>> start Exercise data
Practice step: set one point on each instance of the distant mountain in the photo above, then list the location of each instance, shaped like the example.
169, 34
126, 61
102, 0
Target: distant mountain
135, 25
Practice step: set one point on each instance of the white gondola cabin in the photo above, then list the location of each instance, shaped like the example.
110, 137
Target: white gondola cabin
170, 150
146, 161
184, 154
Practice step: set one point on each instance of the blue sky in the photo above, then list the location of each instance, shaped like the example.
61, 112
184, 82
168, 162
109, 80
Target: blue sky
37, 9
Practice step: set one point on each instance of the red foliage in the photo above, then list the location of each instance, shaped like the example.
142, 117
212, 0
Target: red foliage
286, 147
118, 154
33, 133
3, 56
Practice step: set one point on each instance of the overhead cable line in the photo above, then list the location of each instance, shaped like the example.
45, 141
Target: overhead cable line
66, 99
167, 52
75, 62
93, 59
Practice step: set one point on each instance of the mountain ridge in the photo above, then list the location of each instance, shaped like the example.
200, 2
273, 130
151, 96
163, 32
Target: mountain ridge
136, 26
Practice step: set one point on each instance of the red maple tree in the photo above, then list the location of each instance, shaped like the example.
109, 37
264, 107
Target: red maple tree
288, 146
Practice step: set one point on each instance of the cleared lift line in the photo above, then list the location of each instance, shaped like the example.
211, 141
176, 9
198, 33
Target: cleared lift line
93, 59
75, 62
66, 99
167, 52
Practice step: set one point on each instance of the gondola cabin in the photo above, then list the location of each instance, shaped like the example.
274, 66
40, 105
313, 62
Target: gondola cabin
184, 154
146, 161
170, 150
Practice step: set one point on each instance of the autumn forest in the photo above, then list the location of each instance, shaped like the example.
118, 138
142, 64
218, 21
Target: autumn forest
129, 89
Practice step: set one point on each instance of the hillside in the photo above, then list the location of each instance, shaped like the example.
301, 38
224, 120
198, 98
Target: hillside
>> end Exercise data
>> start Exercise data
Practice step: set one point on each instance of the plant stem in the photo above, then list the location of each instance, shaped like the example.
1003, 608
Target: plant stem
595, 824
>> end Exercise data
■ Description of the task
Retype everything in the records from the line containing "Practice step: set one point on each instance of the cleared" down to the line containing "Target: hillside", both of those lines included, keeping each line as it is.

■ Output below
Practice step: set one point on each instance of the cleared lift line in the photo above, then list the location of each instance, shaped like the example.
211, 141
176, 9
198, 33
Target: cleared lift line
93, 59
75, 62
66, 99
167, 52
Practice step: set one point on each instance of the gondola cabin in the photo above, then list the location of each instance, shaped like the example.
274, 66
40, 105
313, 62
Target: gondola cabin
184, 154
146, 161
170, 150
Practice step: set one point on each instance of the autumn forest in the photo above, then list the location of each instance, shaped like the example.
118, 138
142, 64
218, 21
Target: autumn forest
129, 89
Practice step: set one point on each instance of the hillside in the photo above, then list the location of each instance, shaped like the example.
301, 38
224, 120
198, 98
Target: hillside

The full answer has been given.